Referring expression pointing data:
BEGIN

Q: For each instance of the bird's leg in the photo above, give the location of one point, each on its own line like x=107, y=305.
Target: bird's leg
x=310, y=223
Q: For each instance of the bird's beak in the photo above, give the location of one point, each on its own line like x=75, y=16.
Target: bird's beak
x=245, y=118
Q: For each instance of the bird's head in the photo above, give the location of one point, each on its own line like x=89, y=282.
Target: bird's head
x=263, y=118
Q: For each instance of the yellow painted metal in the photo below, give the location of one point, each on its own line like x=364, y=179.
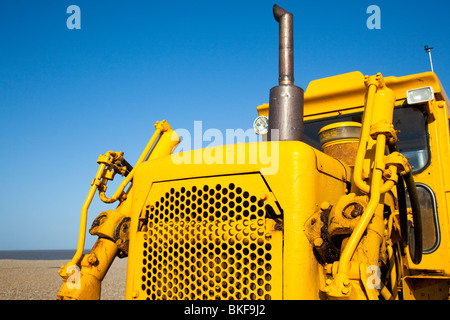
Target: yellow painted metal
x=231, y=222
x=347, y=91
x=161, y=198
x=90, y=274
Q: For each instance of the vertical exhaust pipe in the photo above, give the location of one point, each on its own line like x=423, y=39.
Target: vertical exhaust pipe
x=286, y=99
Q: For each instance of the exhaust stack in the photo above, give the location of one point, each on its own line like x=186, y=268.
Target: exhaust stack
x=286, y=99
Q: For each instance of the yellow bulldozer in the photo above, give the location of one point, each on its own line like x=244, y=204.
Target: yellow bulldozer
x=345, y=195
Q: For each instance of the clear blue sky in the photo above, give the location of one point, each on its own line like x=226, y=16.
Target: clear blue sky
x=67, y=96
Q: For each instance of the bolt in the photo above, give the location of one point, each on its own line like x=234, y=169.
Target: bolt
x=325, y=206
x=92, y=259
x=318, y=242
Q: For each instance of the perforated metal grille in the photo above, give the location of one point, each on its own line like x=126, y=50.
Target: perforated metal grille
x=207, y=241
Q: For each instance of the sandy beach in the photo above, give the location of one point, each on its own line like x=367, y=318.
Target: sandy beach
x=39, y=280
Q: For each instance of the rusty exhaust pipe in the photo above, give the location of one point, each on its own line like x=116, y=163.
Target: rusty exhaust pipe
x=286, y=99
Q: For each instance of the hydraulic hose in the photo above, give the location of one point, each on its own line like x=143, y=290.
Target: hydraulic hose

END
BEGIN

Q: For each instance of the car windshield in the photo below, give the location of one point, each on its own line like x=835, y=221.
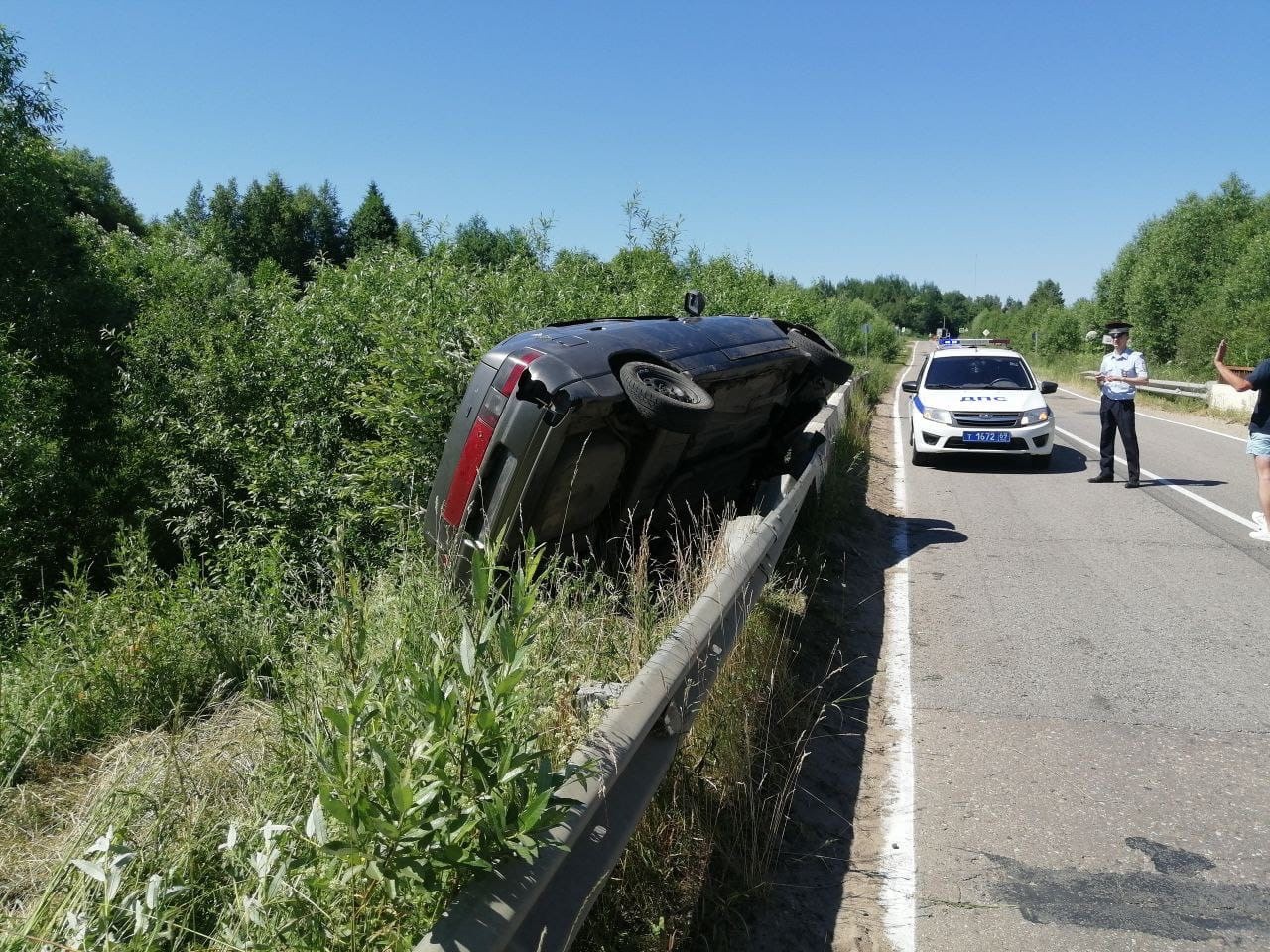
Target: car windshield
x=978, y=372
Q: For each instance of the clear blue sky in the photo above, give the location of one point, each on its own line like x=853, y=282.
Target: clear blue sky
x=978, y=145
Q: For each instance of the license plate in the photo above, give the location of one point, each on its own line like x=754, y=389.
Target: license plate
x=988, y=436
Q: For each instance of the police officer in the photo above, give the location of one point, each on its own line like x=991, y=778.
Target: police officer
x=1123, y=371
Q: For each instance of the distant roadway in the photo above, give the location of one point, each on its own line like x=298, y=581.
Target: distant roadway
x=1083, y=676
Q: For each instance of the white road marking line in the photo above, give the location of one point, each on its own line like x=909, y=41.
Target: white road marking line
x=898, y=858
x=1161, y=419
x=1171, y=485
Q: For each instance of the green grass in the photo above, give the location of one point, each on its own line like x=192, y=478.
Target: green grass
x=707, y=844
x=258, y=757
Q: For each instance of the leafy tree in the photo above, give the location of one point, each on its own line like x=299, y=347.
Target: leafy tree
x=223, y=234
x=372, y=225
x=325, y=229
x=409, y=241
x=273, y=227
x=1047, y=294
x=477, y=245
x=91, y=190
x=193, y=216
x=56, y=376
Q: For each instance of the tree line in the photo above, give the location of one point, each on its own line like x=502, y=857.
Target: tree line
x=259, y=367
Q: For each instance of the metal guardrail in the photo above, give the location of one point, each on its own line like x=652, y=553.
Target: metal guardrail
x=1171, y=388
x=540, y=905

END

▶ _Task item_:
Every line with "hydraulic" in it should be copied from the entries.

▶ _Reply to the exercise_:
Q: For each instance of the hydraulic hose in the photo above, give the location of one point, each on its own line like x=143, y=290.
Target: hydraulic hose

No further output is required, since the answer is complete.